WORKING DATA:
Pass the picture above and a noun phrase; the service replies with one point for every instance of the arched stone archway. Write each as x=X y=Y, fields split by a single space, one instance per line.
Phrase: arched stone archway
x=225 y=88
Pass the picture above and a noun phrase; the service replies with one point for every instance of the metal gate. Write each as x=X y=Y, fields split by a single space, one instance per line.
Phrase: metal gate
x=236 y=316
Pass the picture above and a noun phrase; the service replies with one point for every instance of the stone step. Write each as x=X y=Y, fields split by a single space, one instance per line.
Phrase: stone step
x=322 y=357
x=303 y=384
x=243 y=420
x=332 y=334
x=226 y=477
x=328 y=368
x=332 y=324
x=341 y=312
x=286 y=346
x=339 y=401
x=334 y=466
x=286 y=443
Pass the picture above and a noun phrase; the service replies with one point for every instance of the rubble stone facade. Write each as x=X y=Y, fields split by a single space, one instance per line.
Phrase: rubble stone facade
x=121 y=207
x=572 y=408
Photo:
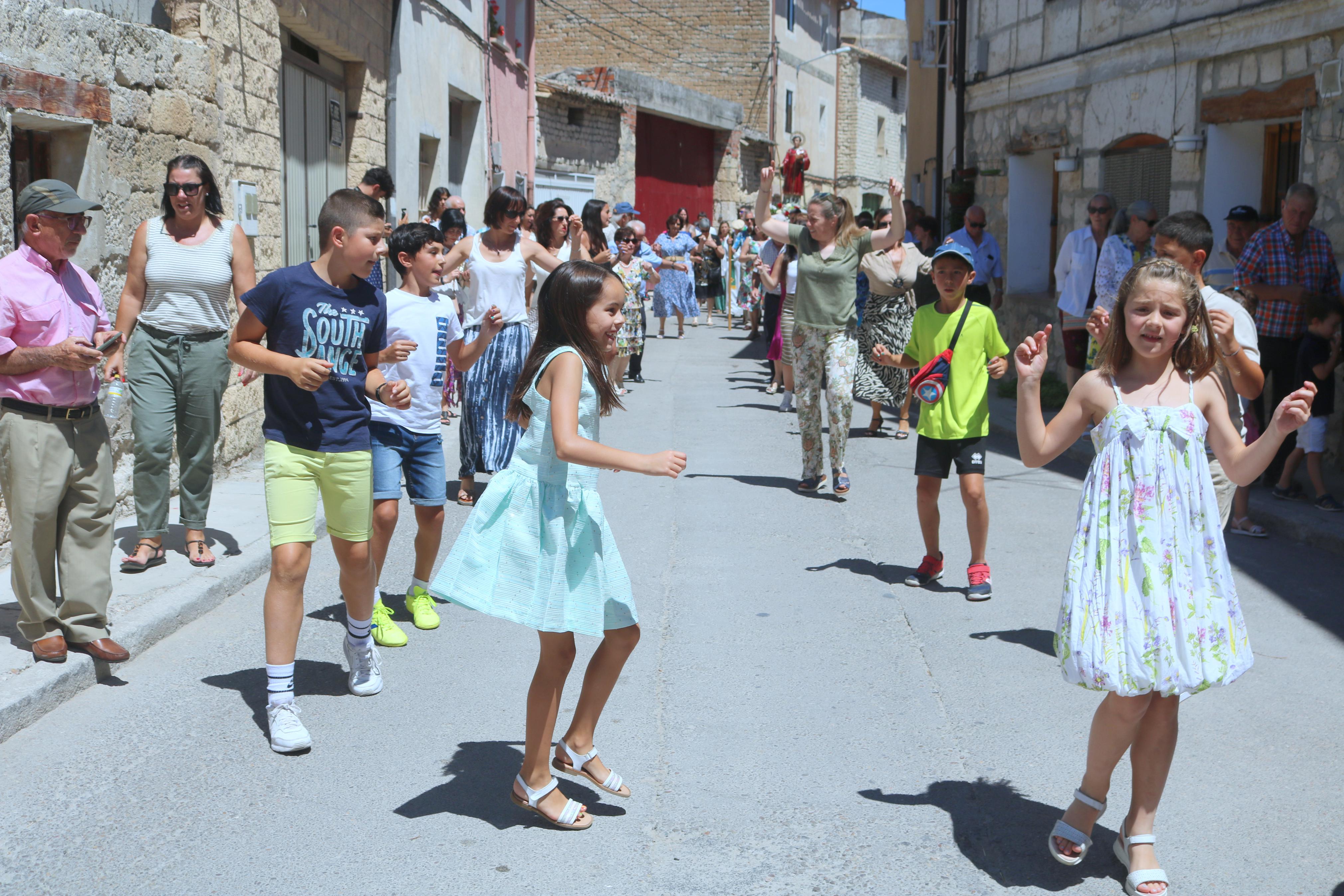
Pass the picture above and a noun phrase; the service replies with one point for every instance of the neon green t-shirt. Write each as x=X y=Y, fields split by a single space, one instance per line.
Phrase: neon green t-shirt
x=963 y=412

SET EXERCISE: Repeat every line above word for word, but leave out the picture.

EXERCISE RESPONSE:
Pass the picture above and a noun phrase; the service replies with one point for every instance of the arched stone archway. Write each as x=X y=Y, fields split by a single space, one instance per line.
Phrase: arched stone archway
x=225 y=88
Pass the picture above and a noun phrase; the service replies with one point for every instance of the metal gate. Write each as x=X y=Y, fields split by a single space, one instance per line.
Phrase: metal gate
x=236 y=316
Pass the picture above and a noun phrase; the service replies with one point for every instance of the stone step. Write each as x=X y=Y, fields split by a single space, one instance per line.
Phrase: stone step
x=322 y=357
x=303 y=384
x=243 y=420
x=332 y=334
x=226 y=477
x=328 y=368
x=332 y=324
x=341 y=312
x=286 y=346
x=339 y=401
x=334 y=466
x=286 y=443
Pass the picture above and a noun phrase; the service replies with one point for every instance of the rubble stone facade. Write each as x=X y=Y, fields split by a single space, one instance per line.
Phrase: rubble stone facade
x=121 y=207
x=572 y=408
Photo:
Pass the picture above and a noun phrase; the service replies with one point for every instance of the neon green t-shirt. Write each as x=X y=Y, fields split by a single space, one instance per line.
Phrase: neon green t-shirt
x=963 y=412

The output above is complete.